>> BEGIN GIVEN ENTRIES

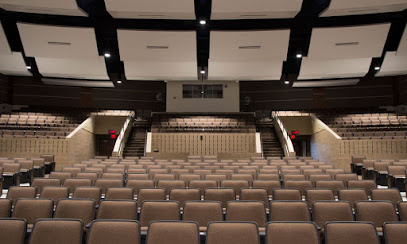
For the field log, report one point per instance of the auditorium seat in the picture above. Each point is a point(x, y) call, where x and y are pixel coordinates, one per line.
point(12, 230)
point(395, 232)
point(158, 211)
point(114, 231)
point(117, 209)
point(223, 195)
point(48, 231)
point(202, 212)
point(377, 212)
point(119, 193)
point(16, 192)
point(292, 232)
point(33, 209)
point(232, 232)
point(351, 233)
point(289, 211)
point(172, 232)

>> END GIVEN ENTRIES
>> BEGIN GIVEN ENTRIES

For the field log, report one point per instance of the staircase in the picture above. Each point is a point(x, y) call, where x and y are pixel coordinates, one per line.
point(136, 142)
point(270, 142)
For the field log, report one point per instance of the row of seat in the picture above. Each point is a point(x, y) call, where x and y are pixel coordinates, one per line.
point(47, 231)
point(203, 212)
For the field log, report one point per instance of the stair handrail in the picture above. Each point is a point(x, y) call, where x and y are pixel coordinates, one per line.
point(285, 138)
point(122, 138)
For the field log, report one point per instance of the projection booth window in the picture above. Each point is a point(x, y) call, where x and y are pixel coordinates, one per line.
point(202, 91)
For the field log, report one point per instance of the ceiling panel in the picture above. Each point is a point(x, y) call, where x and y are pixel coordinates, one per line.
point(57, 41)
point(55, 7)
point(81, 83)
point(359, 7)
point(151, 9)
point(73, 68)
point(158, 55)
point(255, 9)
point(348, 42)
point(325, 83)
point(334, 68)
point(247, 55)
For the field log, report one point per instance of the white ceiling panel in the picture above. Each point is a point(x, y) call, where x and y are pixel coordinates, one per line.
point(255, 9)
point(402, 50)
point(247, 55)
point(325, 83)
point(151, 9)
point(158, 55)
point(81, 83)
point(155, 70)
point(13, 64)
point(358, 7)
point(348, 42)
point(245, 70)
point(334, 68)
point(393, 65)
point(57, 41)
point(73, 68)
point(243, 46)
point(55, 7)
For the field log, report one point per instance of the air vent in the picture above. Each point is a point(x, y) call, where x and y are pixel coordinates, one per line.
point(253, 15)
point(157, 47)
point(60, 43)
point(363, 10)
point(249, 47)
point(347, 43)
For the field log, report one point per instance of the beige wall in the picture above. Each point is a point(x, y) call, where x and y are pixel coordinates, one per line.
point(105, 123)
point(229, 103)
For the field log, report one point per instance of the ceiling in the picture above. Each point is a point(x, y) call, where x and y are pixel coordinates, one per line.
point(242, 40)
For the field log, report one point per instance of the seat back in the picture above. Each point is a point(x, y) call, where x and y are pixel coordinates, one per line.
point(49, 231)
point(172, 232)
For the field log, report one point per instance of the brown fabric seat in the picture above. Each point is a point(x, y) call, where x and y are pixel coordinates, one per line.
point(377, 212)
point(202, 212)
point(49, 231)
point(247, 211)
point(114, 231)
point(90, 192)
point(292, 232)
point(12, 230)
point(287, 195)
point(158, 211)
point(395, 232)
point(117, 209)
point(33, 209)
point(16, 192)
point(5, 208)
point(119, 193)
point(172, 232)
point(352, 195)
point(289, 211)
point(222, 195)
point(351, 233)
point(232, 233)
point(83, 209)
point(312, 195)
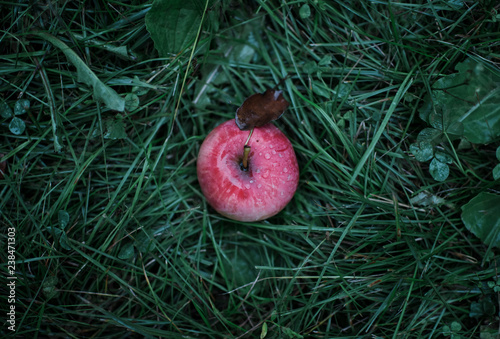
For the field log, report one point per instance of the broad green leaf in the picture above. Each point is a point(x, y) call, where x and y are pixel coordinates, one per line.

>> END GIVEN ENTRIES
>> BEGIN GIVEN ENTRIES

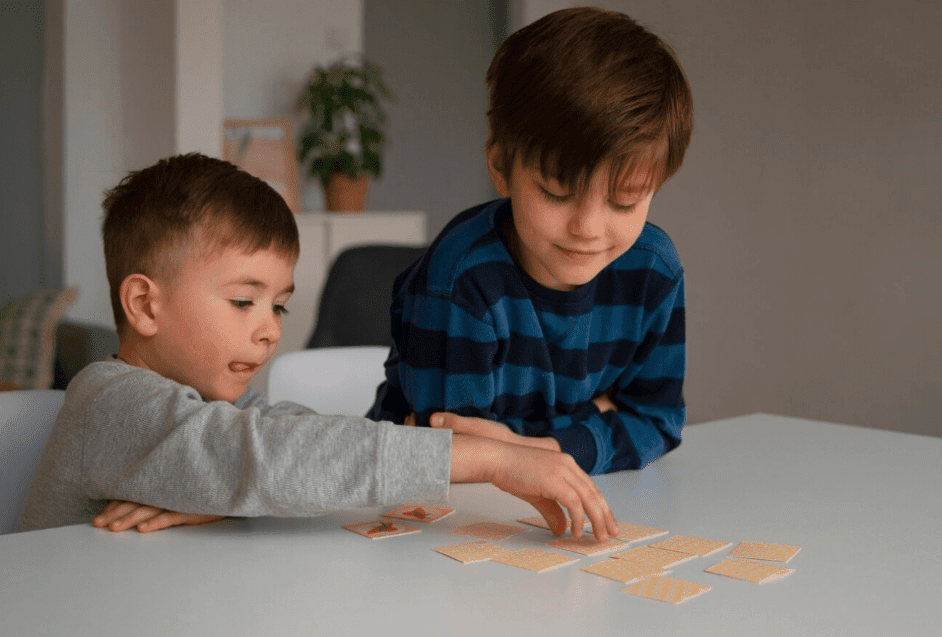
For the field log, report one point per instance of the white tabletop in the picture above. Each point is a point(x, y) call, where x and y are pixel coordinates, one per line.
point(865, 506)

>> END GIVEN ENTRIES

Edit the data from the line that contains "of the beige" through the line that contains "point(229, 103)" by replacing "beige wall" with "cream wall" and keeping everything else unchanged. Return only those lines.

• IN RESPONSE:
For the field log, report one point per instance of the cream wall in the picture above. Each point is a point(x, y) call, where x and y are pixel coordinates, one per line.
point(105, 123)
point(229, 103)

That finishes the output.